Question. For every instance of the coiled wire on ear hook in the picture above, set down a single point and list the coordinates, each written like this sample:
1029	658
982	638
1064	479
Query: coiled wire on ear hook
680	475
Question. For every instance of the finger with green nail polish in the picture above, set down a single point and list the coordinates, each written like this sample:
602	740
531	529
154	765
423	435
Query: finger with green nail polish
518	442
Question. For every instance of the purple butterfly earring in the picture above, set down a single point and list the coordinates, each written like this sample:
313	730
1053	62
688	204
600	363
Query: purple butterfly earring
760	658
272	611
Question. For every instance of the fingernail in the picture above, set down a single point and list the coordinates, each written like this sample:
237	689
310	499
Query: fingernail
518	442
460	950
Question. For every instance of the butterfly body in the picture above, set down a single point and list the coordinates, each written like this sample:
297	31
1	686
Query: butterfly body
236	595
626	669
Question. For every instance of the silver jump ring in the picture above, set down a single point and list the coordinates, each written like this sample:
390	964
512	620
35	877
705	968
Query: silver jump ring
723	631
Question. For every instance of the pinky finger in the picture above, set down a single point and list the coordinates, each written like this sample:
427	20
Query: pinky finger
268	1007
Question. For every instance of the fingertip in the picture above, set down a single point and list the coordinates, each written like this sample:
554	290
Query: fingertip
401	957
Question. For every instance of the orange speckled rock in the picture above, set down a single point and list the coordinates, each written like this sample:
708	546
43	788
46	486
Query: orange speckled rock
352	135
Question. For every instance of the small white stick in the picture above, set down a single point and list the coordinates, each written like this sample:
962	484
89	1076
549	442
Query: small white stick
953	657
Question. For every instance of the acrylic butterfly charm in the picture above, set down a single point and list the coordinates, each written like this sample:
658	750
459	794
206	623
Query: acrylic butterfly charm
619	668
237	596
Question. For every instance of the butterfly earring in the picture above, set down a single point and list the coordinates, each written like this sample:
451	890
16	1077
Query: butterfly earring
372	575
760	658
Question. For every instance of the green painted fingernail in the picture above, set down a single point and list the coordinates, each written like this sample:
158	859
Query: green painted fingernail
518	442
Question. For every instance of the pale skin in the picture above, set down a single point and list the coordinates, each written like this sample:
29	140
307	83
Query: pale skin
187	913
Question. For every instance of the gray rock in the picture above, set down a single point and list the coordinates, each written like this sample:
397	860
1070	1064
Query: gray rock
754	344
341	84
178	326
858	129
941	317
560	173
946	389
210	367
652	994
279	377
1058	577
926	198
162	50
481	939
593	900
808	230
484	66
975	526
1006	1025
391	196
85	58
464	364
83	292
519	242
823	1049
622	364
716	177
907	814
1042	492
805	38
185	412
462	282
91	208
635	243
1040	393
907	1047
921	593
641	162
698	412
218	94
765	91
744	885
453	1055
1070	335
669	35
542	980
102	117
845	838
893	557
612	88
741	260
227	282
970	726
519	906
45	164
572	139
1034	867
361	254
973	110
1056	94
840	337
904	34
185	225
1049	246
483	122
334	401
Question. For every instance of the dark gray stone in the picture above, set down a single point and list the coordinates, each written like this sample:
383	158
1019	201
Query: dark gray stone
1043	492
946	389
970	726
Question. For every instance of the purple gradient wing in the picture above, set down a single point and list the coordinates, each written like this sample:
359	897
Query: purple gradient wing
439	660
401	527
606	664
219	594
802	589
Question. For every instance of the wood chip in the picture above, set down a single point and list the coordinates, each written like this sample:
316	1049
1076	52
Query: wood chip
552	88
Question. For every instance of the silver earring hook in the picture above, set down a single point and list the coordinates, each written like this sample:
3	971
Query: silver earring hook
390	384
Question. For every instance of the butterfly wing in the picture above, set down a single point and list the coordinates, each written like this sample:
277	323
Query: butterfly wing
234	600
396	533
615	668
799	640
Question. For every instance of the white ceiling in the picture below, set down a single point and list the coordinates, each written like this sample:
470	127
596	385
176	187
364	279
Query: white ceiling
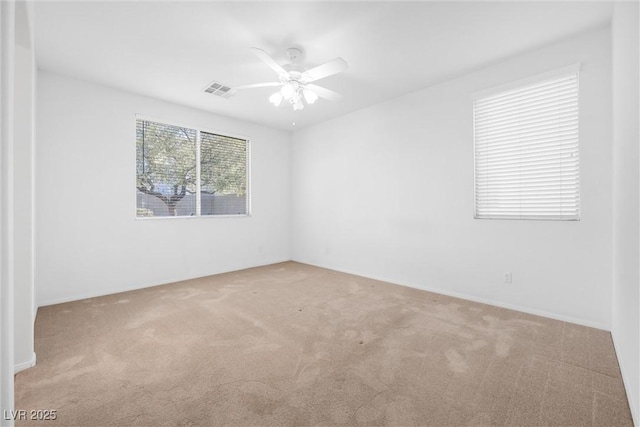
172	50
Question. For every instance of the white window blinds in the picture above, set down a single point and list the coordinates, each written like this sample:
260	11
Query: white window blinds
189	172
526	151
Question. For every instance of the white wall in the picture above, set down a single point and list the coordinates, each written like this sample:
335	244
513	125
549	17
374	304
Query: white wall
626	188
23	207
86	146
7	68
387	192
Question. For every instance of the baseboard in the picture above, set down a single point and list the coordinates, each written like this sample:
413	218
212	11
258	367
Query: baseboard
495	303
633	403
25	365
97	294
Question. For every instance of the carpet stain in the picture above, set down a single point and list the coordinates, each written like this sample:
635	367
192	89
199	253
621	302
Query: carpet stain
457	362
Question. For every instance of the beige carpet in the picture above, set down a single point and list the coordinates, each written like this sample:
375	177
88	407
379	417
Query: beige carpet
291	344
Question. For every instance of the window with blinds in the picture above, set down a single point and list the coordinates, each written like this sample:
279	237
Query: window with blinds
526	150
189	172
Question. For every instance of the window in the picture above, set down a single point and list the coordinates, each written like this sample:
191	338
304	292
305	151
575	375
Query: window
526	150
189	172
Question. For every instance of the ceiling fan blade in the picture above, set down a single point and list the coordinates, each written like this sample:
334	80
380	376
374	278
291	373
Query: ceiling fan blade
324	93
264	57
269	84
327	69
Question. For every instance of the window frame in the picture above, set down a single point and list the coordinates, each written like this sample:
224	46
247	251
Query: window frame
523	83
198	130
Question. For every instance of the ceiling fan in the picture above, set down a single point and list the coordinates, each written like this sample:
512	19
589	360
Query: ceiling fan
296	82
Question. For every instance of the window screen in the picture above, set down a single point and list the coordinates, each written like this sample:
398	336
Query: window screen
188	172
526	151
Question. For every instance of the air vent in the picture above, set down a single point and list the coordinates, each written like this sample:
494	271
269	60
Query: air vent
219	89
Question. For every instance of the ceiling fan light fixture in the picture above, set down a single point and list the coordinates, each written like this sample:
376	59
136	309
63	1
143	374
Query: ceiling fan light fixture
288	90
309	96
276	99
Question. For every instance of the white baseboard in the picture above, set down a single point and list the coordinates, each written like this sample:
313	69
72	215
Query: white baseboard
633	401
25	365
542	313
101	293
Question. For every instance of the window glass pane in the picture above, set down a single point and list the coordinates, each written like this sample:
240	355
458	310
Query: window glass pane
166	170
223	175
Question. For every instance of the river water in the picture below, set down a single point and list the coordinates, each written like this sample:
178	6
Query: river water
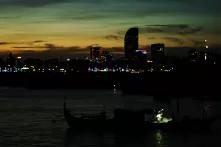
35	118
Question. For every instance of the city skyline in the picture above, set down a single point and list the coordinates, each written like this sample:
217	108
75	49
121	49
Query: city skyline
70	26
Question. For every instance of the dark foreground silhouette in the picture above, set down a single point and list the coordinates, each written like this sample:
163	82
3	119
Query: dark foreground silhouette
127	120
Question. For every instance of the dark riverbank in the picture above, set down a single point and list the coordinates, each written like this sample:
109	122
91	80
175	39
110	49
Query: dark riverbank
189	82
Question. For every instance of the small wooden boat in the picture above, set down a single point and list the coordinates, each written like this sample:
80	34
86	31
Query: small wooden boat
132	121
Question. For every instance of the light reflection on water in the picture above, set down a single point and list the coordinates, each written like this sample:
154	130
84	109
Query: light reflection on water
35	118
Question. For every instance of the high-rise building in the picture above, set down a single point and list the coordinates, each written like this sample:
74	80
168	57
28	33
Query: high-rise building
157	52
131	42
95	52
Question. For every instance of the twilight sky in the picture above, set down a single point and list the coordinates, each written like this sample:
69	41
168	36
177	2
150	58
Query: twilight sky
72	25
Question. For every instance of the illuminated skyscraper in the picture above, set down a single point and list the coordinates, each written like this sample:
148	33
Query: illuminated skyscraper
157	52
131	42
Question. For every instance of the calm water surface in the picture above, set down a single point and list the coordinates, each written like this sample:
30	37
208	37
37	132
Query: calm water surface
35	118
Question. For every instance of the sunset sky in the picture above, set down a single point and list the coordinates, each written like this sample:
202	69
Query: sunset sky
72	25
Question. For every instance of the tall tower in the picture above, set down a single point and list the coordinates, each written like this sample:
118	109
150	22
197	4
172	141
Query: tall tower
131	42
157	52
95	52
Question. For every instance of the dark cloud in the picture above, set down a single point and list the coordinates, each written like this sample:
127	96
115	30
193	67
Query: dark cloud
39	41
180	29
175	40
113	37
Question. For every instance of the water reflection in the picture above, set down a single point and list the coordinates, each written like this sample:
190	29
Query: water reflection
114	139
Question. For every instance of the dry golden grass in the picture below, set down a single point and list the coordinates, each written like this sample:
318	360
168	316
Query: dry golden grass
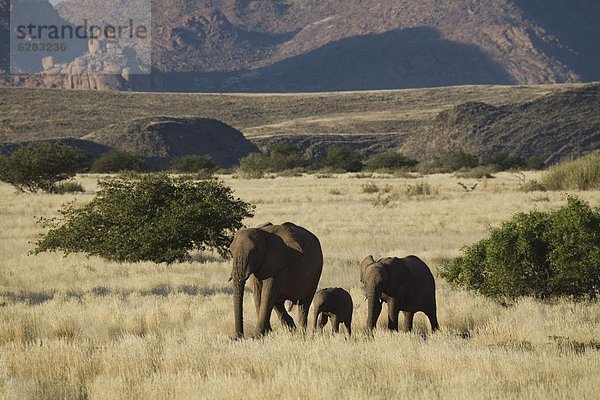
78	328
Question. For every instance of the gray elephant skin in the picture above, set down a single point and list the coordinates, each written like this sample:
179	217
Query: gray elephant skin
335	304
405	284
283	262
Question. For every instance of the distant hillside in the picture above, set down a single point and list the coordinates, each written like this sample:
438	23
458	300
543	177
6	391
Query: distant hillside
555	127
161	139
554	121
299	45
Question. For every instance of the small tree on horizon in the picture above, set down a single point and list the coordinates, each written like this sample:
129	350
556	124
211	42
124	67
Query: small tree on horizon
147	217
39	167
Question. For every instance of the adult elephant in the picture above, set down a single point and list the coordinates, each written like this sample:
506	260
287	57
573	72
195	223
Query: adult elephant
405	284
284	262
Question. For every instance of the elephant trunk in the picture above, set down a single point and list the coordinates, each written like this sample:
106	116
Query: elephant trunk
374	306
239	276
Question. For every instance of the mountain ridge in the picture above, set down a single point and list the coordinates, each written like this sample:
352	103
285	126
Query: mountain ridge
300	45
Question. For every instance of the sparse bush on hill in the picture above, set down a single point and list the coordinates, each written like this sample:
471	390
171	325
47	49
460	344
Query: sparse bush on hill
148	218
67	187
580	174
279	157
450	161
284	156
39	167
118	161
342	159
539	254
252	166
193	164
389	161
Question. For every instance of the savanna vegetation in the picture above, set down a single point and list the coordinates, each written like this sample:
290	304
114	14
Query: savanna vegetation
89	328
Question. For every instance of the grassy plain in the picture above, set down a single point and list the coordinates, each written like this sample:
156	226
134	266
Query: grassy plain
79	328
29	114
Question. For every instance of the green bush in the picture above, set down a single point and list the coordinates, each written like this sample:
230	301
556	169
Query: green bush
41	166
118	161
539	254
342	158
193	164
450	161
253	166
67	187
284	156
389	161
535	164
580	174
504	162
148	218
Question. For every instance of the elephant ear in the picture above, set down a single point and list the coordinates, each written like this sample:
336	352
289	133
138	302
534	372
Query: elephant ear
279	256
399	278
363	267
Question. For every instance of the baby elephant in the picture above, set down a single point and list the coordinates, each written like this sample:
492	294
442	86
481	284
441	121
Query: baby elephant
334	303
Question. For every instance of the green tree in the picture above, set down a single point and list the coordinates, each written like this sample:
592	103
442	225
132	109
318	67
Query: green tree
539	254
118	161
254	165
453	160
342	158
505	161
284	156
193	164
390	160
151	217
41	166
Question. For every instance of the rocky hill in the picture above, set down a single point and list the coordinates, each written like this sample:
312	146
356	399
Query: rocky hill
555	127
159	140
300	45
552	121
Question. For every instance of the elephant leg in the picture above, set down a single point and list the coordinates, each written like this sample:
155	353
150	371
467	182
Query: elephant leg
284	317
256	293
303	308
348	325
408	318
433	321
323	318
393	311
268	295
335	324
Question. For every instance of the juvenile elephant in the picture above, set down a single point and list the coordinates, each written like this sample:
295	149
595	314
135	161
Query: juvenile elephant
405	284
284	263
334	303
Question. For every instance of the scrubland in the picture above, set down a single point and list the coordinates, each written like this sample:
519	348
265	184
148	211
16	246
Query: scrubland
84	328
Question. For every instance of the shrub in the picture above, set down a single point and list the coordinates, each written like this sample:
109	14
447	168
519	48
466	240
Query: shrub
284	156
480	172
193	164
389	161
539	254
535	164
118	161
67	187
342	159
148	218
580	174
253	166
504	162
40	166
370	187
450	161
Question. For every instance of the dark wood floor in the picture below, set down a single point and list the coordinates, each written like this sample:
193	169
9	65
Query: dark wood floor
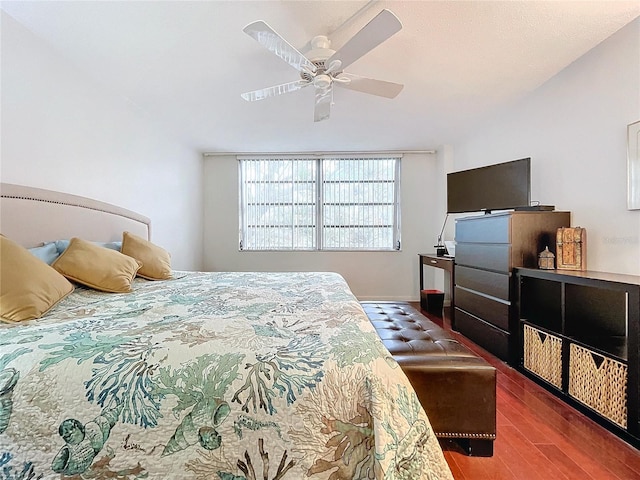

**GOAL OF THE EXERCISE:**
Skip the pictures; extract only the lines from the line with "Question. For every instance of the elephant ear" through the final line of the material, exactly as they appear.

**PROBLEM SOLUTION:**
Question. For every instance of the elephant ear in the picture above, set down a single point and list the coordinates, each written like this sample:
336	352
289	133
138	302
534	372
Query: elephant ear
279	256
399	278
363	267
Question. For every instance of the baby elephant in the picture above, set down a single point and list the coordinates, each written like this sample:
492	294
442	86
481	284
441	121
Query: baby elephant
334	303
Question. For every instance of the green tree in the picture above, set down a single point and list the coordinates, each written like this sample:
592	103
442	225
132	109
318	67
Query: green tree
539	254
118	161
254	165
453	160
342	158
505	161
284	156
193	164
390	160
151	217
41	166
Question. For every instance of the rocky hill in the picture above, set down a single point and list the coordinates, each written like this sample:
312	146
356	399
Query: rocky hill
555	127
159	140
300	45
552	121
Question. For every instance of the elephant leg in the picture above, set down a single point and list the coordinates, each written like this sample:
155	353
150	371
467	182
Query: elephant leg
284	317
256	293
303	308
348	325
408	318
433	321
323	318
393	311
268	295
335	324
Question. For every instance of the juvenile elephant in the picture above, set down a single point and list the coordinates, each written like this sample:
295	149
595	314
135	161
Query: juvenile elephant
405	284
284	263
334	303
Question. For every instance of the scrubland in the picture above, set down a single point and list the coordinates, each written like this sample:
519	348
265	184
148	211
16	246
Query: scrubland
84	328
Question. For every instance of the shrub in the picture above, set down a single point and list the coordinates, each written like this sample:
109	14
447	168
519	48
466	240
Query: shrub
284	156
480	172
193	164
389	161
539	254
535	164
118	161
67	187
342	159
148	218
580	174
253	166
504	162
40	166
370	187
450	161
Question. For every instance of the dark wood floor in the picture below, set down a single point and list the coordinates, each written like this sample:
193	169
9	65
Query: dark wood floor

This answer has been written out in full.